WHAT TO WORK ON. Format the material from its first line through the line containing "box: [80, 49, 97, 85]" as a numbered list, skipping blank lines.

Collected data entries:
########################################
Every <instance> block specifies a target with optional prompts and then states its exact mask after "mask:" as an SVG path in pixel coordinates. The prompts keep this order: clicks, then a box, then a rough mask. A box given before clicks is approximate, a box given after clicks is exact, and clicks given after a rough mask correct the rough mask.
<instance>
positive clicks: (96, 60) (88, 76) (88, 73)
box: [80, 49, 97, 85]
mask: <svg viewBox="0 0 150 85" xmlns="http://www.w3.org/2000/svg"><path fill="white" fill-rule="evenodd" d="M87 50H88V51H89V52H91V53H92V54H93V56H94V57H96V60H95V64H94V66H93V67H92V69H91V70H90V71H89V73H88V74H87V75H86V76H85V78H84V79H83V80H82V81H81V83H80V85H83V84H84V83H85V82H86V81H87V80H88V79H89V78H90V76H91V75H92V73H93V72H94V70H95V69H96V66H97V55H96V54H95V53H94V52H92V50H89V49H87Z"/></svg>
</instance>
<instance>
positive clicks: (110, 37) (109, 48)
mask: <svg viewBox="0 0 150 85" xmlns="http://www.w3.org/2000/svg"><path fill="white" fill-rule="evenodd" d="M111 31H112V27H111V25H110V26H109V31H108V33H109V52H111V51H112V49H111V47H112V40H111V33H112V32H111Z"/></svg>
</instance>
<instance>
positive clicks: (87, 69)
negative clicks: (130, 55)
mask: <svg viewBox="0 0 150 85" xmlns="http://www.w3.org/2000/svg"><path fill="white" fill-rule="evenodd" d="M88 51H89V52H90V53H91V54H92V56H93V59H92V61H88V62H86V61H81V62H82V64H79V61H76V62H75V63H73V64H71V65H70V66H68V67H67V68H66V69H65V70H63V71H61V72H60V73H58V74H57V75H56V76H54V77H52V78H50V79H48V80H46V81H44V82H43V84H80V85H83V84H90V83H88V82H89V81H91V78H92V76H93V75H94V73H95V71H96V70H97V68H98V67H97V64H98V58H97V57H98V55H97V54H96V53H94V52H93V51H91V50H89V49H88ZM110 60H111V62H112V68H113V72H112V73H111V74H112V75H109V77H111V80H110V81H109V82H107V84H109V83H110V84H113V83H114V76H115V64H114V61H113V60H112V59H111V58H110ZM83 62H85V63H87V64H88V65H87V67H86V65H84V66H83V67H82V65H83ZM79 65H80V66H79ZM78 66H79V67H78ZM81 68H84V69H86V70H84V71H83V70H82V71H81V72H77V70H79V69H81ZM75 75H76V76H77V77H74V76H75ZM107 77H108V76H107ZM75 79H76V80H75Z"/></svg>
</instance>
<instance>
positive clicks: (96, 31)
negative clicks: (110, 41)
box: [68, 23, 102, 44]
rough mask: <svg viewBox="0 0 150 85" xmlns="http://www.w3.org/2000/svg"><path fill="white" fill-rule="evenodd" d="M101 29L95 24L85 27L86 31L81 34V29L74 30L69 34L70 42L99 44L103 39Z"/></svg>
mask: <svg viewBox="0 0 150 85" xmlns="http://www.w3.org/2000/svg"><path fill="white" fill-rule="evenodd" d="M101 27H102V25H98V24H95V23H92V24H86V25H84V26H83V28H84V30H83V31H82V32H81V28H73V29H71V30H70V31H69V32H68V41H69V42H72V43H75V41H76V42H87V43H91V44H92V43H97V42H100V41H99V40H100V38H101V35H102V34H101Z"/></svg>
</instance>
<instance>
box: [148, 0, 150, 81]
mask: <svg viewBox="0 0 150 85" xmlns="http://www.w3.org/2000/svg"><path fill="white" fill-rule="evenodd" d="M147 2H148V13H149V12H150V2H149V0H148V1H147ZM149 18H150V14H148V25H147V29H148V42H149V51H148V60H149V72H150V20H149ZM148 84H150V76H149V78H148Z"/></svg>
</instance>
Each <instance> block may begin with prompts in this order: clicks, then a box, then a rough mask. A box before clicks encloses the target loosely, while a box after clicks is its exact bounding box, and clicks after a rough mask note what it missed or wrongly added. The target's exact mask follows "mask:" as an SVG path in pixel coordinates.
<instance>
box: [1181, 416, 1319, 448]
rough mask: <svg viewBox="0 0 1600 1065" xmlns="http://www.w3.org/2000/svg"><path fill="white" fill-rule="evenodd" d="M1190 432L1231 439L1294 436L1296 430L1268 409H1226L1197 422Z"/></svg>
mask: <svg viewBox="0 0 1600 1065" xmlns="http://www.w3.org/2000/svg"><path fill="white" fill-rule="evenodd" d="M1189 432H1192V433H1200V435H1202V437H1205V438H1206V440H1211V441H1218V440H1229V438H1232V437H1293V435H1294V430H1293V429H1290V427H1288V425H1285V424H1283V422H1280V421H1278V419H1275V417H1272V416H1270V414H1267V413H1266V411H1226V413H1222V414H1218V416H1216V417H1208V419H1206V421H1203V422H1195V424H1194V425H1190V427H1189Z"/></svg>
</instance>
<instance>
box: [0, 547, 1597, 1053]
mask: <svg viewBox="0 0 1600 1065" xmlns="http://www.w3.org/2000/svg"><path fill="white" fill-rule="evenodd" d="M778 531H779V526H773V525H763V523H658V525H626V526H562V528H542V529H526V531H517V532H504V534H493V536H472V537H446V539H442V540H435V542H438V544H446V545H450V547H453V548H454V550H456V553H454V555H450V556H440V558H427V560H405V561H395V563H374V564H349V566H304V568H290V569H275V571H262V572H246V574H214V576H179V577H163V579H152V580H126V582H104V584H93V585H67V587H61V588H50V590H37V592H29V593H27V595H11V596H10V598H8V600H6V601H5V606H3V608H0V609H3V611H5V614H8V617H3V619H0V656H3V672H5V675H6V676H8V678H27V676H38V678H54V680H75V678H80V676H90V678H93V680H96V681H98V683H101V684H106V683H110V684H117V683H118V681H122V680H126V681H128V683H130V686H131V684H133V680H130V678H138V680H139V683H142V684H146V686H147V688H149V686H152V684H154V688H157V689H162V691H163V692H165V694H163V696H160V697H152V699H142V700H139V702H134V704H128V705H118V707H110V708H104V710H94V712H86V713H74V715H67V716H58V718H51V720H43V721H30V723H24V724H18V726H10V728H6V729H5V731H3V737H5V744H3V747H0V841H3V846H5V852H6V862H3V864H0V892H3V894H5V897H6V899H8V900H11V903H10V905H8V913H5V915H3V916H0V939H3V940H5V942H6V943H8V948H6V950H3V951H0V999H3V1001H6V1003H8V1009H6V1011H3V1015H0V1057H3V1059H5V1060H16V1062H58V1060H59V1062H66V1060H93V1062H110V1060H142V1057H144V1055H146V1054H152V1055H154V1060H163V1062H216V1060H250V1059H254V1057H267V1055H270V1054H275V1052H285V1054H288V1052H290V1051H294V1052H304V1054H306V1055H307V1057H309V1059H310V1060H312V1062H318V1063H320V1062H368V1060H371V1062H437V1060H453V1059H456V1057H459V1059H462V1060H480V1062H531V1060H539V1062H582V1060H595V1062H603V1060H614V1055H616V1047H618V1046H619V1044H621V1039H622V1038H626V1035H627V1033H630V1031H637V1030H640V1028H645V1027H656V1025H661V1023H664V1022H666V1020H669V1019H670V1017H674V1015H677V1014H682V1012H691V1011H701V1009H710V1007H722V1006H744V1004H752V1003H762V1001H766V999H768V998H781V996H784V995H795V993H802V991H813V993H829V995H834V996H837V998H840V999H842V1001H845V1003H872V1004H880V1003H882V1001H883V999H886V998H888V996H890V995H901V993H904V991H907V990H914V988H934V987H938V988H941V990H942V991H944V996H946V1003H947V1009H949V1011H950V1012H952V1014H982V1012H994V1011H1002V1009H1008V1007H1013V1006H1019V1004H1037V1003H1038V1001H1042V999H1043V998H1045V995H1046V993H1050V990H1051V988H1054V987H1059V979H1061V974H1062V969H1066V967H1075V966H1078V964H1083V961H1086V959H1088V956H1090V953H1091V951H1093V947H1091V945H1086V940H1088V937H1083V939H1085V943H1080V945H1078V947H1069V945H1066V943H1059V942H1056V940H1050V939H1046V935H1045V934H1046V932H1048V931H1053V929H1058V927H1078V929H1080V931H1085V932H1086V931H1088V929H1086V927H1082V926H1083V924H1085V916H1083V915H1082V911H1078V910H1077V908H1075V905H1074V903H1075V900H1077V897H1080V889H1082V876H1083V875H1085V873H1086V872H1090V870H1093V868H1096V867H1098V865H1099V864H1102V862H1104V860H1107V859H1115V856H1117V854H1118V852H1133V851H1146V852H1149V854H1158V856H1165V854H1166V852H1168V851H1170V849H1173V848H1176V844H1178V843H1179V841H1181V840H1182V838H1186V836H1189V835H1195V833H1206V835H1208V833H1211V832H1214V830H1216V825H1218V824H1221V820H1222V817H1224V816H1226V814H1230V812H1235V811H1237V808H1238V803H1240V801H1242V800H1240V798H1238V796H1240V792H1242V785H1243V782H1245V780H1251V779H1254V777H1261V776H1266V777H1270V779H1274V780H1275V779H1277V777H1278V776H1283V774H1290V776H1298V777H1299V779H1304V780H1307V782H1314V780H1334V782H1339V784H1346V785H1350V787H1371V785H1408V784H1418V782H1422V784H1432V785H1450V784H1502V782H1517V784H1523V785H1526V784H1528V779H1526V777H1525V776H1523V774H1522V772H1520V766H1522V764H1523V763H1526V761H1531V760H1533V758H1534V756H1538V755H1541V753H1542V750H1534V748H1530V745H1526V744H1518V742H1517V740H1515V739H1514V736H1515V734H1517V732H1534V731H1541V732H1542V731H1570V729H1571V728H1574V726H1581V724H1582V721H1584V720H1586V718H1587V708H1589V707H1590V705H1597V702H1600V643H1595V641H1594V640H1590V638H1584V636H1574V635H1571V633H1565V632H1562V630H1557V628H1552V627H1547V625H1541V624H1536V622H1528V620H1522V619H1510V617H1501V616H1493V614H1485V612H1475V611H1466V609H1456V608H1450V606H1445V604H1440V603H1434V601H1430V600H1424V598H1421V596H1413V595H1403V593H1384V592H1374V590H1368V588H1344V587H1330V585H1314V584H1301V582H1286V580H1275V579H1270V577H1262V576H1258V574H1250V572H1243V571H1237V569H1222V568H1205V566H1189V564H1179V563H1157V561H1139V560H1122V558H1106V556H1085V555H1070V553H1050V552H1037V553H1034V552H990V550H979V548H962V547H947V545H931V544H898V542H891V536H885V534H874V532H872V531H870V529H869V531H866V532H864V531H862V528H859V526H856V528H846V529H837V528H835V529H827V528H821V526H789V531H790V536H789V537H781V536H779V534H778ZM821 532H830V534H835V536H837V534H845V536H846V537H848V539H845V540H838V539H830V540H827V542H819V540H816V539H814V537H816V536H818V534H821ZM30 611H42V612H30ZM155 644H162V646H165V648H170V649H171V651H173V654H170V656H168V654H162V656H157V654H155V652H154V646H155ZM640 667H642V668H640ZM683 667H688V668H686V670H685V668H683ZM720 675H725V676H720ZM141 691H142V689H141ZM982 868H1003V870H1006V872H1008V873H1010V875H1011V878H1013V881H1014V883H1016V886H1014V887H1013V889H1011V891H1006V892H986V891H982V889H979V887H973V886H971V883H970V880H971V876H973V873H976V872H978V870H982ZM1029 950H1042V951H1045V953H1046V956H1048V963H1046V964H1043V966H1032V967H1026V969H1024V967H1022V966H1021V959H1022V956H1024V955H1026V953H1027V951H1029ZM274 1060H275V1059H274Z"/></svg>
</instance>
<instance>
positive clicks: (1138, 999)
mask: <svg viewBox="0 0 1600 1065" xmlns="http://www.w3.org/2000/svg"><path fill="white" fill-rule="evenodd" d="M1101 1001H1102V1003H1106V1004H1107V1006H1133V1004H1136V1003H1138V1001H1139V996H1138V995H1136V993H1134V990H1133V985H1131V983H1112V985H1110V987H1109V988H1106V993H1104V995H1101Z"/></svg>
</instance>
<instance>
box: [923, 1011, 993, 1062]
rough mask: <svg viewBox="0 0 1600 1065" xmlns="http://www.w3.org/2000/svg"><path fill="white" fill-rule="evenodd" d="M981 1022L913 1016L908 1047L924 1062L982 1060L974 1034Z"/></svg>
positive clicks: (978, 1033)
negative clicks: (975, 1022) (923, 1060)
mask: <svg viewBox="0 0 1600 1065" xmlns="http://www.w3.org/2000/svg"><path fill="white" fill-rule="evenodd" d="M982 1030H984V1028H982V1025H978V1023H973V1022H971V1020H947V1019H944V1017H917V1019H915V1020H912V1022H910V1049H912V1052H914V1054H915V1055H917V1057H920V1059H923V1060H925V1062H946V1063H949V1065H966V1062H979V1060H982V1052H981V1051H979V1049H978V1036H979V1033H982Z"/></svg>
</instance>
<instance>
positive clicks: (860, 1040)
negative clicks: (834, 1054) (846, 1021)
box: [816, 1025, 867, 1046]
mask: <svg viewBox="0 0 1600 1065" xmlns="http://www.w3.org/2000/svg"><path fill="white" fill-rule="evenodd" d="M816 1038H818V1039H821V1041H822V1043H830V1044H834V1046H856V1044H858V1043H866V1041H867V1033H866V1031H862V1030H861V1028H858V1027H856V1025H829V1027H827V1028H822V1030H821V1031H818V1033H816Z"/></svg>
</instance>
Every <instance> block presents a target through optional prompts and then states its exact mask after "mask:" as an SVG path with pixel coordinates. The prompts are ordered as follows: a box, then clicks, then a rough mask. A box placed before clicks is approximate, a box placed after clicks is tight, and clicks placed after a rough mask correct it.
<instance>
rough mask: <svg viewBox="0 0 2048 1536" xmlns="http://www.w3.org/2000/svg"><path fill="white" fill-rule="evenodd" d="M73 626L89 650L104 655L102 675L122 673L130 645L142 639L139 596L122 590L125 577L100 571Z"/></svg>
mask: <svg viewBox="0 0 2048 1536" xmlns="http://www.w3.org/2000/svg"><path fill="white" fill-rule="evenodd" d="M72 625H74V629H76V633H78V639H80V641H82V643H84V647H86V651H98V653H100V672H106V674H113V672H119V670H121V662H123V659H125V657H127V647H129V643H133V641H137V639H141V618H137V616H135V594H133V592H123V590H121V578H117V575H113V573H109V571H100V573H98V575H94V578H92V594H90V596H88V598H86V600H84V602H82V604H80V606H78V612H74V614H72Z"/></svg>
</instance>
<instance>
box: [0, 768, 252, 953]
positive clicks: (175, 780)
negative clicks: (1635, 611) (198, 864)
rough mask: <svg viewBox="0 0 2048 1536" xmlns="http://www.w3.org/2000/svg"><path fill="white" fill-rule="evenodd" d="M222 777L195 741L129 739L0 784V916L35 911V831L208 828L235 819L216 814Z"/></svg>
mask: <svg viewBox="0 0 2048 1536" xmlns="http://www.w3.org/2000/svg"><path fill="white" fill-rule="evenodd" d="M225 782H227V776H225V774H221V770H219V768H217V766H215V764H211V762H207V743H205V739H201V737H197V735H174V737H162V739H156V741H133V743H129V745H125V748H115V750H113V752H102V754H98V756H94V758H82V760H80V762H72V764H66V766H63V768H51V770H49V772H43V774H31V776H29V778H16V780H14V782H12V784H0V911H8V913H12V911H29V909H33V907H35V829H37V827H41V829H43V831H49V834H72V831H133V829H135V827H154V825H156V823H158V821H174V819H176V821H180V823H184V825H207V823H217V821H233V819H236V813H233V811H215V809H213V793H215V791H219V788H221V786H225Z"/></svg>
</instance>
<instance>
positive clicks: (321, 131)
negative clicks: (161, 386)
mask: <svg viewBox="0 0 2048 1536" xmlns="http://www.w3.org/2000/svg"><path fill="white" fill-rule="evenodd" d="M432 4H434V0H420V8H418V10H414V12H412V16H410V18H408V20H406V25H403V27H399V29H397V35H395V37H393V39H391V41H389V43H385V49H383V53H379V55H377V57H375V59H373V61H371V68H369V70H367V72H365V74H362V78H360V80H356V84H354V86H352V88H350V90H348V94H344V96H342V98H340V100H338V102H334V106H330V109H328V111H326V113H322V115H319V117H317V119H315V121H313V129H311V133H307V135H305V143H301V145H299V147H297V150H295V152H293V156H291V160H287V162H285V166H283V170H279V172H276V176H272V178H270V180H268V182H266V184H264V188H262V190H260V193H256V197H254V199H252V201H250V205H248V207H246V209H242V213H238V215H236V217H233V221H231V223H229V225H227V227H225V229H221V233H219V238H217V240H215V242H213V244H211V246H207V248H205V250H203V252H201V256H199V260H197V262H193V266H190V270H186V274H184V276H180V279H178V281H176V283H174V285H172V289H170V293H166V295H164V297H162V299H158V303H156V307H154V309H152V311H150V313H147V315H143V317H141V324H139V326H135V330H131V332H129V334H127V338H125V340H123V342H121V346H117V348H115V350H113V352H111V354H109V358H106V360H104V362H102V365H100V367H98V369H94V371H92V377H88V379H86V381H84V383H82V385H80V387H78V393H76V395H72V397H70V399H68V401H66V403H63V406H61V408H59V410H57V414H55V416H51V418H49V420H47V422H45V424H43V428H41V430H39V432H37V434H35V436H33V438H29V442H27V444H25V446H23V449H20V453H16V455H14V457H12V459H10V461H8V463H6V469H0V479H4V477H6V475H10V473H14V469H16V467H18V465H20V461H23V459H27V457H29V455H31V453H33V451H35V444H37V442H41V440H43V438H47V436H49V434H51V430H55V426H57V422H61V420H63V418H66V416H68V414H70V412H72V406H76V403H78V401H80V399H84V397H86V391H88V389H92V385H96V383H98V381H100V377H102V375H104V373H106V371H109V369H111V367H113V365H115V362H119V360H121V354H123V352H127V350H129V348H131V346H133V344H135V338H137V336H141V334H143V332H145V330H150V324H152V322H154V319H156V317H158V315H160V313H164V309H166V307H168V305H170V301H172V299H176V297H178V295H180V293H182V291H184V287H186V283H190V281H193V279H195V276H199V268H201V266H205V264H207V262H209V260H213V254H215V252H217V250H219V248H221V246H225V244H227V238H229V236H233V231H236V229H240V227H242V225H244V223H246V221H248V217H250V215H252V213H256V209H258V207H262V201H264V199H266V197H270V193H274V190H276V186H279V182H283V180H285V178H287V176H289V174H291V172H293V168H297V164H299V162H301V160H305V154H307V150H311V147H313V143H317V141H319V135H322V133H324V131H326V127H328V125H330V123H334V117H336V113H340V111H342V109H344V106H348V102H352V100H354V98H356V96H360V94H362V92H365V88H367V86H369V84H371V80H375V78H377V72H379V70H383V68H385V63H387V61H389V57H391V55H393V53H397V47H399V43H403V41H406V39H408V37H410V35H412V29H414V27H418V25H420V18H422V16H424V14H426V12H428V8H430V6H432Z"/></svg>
########################################
SOLUTION TO THIS TASK.
1. Every <instance> block specifies a target with optional prompts and then states its exact mask after "mask:" as an SVG path in pixel coordinates. The prompts keep this order: clicks, then a box, then a rough mask. A box given before clicks is approximate, a box given after clicks is exact, and clicks given after a rough mask correct the rough mask.
2. <instance>
3. positive clicks: (96, 60) (88, 76) (88, 73)
4. box: [80, 49, 97, 85]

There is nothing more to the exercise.